*** Information provided Section Begins ***
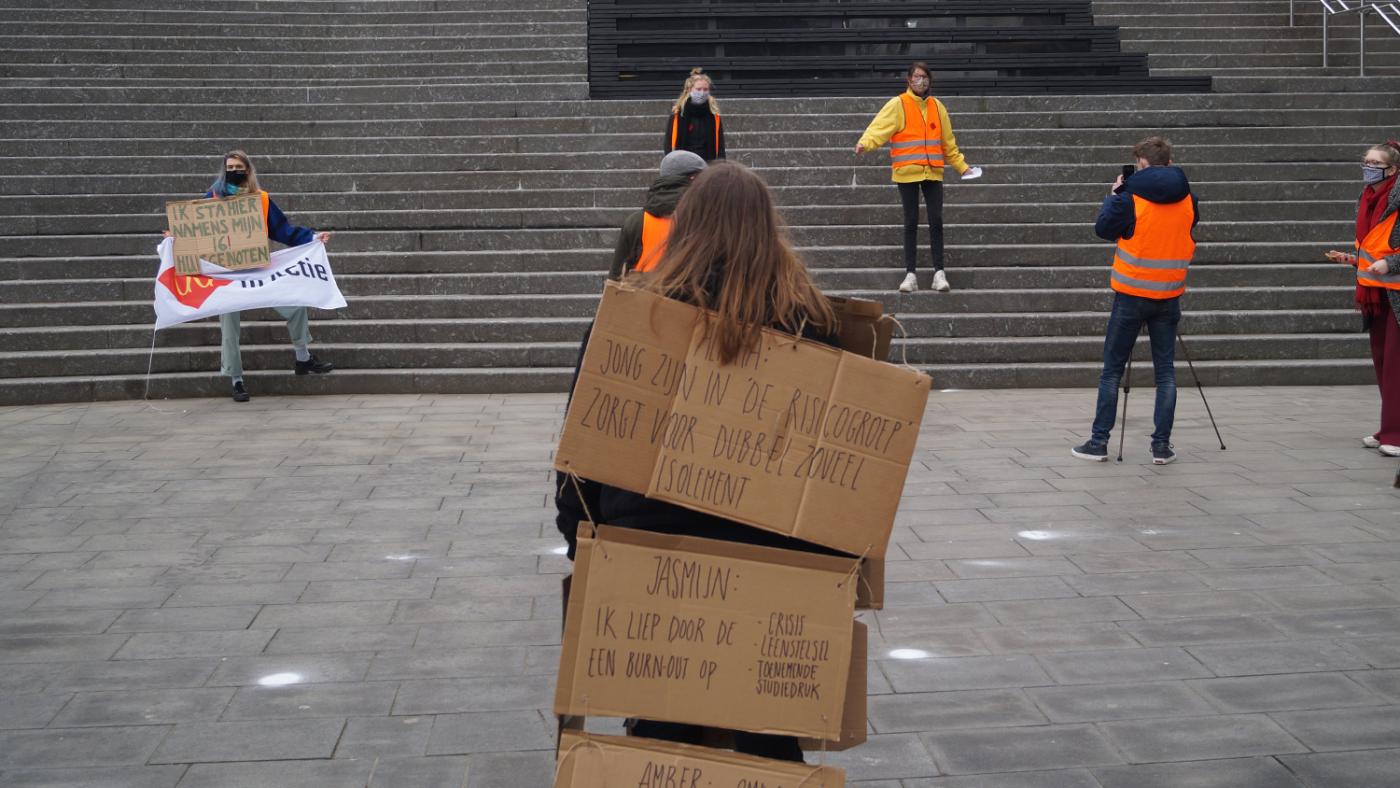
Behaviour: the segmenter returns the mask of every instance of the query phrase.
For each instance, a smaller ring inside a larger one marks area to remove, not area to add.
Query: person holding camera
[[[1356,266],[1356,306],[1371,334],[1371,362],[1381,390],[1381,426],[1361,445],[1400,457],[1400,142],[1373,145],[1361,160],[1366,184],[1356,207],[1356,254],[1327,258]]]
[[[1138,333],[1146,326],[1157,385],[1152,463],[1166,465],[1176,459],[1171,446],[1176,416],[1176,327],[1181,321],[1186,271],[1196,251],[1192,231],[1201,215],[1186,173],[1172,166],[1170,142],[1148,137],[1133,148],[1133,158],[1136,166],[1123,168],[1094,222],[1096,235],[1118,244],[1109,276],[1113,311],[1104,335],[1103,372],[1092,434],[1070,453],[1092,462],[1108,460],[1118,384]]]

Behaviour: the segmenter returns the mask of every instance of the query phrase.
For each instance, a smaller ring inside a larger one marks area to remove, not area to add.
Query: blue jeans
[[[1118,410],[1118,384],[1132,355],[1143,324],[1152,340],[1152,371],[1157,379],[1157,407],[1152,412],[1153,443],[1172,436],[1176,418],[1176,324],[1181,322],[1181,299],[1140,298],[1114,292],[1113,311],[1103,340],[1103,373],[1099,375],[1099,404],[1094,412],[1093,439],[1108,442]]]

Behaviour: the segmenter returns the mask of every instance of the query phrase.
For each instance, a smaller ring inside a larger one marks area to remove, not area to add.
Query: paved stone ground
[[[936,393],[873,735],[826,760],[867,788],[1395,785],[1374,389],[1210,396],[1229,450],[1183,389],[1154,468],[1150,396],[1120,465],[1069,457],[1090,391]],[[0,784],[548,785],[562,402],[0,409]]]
*** Information provided Section Ends ***
*** Information provided Section Begins ***
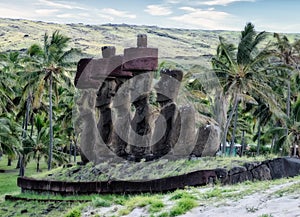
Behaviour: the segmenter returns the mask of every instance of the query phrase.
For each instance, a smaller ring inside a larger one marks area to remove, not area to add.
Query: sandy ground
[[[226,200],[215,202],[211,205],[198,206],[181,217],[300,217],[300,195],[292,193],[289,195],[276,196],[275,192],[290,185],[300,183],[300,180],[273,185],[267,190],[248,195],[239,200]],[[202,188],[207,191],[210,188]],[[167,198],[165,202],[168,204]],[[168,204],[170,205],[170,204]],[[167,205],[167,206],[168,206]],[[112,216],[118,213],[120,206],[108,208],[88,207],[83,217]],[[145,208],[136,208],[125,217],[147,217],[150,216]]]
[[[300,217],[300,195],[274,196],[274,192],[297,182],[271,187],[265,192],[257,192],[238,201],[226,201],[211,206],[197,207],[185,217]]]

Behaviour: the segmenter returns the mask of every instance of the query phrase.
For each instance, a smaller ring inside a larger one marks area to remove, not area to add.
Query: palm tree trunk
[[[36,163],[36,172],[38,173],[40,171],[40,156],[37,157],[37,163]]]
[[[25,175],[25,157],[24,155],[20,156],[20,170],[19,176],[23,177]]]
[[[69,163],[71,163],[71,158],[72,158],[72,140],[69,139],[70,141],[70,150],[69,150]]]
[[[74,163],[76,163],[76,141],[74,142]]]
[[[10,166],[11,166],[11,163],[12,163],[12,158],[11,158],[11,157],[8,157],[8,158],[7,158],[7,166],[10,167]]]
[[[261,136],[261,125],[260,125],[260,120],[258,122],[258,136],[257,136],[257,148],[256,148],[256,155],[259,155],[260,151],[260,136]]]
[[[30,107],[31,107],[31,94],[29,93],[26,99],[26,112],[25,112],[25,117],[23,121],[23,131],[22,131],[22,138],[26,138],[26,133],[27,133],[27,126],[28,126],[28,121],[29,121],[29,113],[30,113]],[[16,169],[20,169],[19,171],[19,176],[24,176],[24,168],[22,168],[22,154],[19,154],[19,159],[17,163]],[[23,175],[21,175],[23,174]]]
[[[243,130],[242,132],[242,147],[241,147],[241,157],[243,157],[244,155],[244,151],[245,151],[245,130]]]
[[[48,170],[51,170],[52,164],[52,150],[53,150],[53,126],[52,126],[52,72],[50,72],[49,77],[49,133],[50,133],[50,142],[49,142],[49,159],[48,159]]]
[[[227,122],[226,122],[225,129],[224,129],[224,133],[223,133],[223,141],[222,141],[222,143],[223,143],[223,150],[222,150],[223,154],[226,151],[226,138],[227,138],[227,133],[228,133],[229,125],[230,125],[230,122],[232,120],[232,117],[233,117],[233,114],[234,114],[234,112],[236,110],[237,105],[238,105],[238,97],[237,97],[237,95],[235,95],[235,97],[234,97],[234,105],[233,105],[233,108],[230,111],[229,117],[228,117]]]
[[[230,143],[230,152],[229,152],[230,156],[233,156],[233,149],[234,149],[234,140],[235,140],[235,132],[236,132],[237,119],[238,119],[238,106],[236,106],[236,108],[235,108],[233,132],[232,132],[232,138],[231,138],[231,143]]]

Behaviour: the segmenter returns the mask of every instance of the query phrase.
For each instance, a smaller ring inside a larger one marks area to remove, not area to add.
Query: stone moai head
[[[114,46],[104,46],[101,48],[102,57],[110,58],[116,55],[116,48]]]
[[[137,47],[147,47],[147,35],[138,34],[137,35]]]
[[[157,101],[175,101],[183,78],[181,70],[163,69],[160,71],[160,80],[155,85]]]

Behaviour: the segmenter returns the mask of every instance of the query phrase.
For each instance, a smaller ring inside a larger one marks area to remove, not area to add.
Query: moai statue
*** Information provided Section Ends ***
*** Information provided Section Begins ***
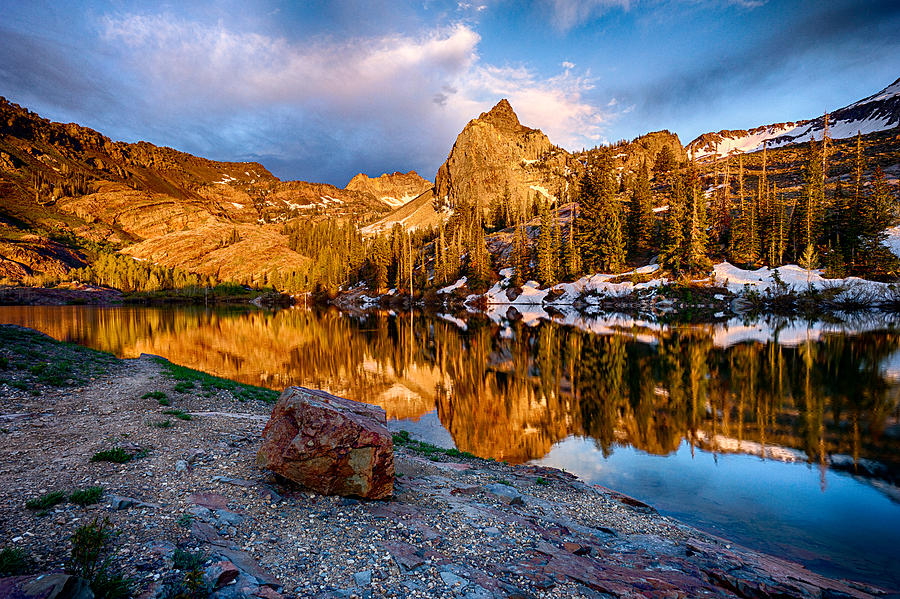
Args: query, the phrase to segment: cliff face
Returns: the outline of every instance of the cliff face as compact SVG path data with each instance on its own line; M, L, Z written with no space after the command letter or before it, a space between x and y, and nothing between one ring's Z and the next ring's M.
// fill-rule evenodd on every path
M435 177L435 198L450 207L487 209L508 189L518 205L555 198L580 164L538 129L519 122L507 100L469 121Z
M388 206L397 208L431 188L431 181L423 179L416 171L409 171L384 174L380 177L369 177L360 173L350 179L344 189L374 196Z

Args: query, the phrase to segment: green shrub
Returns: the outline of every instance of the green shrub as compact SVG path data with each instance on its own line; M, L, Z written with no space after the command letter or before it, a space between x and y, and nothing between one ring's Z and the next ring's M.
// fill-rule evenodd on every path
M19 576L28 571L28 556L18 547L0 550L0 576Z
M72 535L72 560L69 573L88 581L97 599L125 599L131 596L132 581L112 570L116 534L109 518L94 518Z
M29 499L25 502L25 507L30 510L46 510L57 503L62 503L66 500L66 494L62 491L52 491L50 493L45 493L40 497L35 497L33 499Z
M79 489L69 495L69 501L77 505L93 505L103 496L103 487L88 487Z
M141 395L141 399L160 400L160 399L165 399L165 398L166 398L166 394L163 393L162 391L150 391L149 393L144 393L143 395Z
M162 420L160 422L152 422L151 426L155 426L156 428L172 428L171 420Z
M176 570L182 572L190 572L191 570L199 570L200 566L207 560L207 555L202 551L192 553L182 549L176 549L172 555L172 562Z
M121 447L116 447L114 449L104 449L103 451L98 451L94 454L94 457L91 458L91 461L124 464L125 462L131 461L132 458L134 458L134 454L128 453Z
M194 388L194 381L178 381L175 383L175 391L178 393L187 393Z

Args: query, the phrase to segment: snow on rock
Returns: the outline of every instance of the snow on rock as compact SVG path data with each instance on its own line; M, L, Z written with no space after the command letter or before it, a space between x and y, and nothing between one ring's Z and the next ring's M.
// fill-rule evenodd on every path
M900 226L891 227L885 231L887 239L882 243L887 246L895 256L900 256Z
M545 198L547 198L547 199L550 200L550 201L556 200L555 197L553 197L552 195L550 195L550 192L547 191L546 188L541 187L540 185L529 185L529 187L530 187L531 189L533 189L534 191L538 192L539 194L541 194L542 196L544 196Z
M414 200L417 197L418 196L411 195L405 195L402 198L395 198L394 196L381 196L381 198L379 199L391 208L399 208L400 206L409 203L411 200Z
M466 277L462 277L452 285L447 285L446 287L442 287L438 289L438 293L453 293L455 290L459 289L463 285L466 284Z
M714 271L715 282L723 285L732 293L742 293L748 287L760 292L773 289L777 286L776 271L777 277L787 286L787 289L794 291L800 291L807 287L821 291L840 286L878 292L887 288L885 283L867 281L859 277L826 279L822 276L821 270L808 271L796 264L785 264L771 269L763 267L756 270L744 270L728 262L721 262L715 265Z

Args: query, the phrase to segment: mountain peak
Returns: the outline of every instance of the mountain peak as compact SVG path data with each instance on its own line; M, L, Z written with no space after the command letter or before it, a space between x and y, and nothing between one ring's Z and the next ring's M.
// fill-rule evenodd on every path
*** Information provided Section Ends ***
Say how many lines in this material hold "snow", and say nothing else.

2